TEXT TO READ:
+ + + + +

Propel is a talent ecosystem platform focused on linking tech professionals, through communities, with job opportunities, projects, gigs and professional growth tools. 

It has built an ecosystem of 200+ specialised tech communities with over 600,000 members across more than 22 countries. 

Propel’s model integrates job listings, learning support, community networking and embedded financing (like device or cash loans) to help talent prepare for jobs, present themselves well and get hired. 

On the other hand, AltSchool Africa is the Educator

AltSchool Africa is an education platform aimed at training Africans with the skills employers want. It provides structured programmes, ranging from diploma courses in software engineering and cloud computing to short nano‑diplomas and masterclasses. 

More recently, it has launched continent‑wide initiatives like “AI for 10M Africans”, aimed at providing free foundational and advanced education in artificial intelligence to 10 million learners. 

How Each Addresses Global Job Access

This is where the contrast becomes most consequential.

+ + + + +

SOURCE MATERIAL:
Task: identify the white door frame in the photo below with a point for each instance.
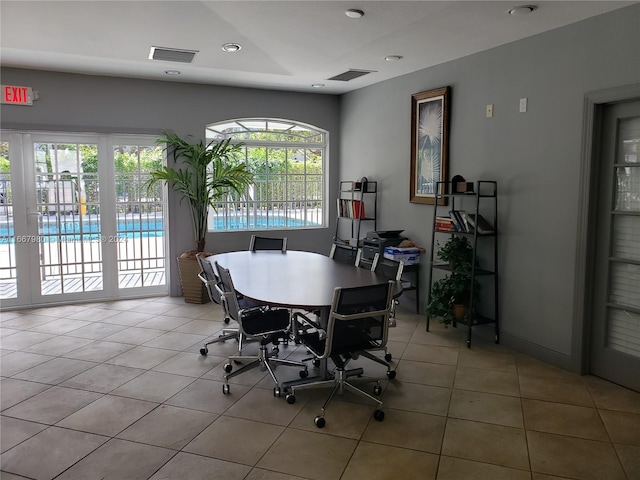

+ + + + +

THINGS TO DO:
1/ Rewrite the passage on Propel and AltSchool Africa, starting with "It has built" and going on through "and get hired.", with "built-in financing" in place of "embedded financing".
2/ Carry on the passage on Propel and AltSchool Africa from its final sentence.
The lines that come after the passage on Propel and AltSchool Africa are not relevant here.

EXERCISE RESULTS:
1/
It has built an ecosystem of 200+ specialised tech communities with over 600,000 members across more than 22 countries. 

Propel’s model integrates job listings, learning support, community networking and built-in financing (like device or cash loans) to help talent prepare for jobs, present themselves well and get hired.

2/
Propel: A Direct Bridge to Opportunities

Propel’s global job board curates roles from international companies actively hiring African tech talent, not just adverts scraped from the web, but vetted positions updated weekly with direct application links and smart filters by skill, experience and job type. 

Its Opportunity Hub goes beyond jobs, including internships, hackathons, fellowships and gigs designed to grow your portfolio and visibility. 

The platform works through communities, meaning you don’t search alone, you apply within a network of peers, mentors, recruiters and global employers who value connections over mere CVs. 

Engineers and designers from Propel communities report securing roles with global companies (including household names in tech), now working remotely or in hybrid models with competitive pay. 

AltSchool Africa: Preparing You for the Game

AltSchool’s strength is in skills creation, not job placement per se.

Its programmes are designed to teach practical, in‑demand skills that global employers look for, from software development fundamentals to advanced cloud engineering and cybersecurity skills. 

Importantly, AltSchool runs scholarship programmes with partners such as Binance and Bybit, offering funded training in fields like software engineering and data analytics to hundreds of students. 

The “AI for 10M Africans” initiative goes even further to be a part learning movement and part skills movement. The goal is to demystify AI literacy and make AI education accessible across languages and regions, a cue that AltSchool sees future readiness as a form of job access.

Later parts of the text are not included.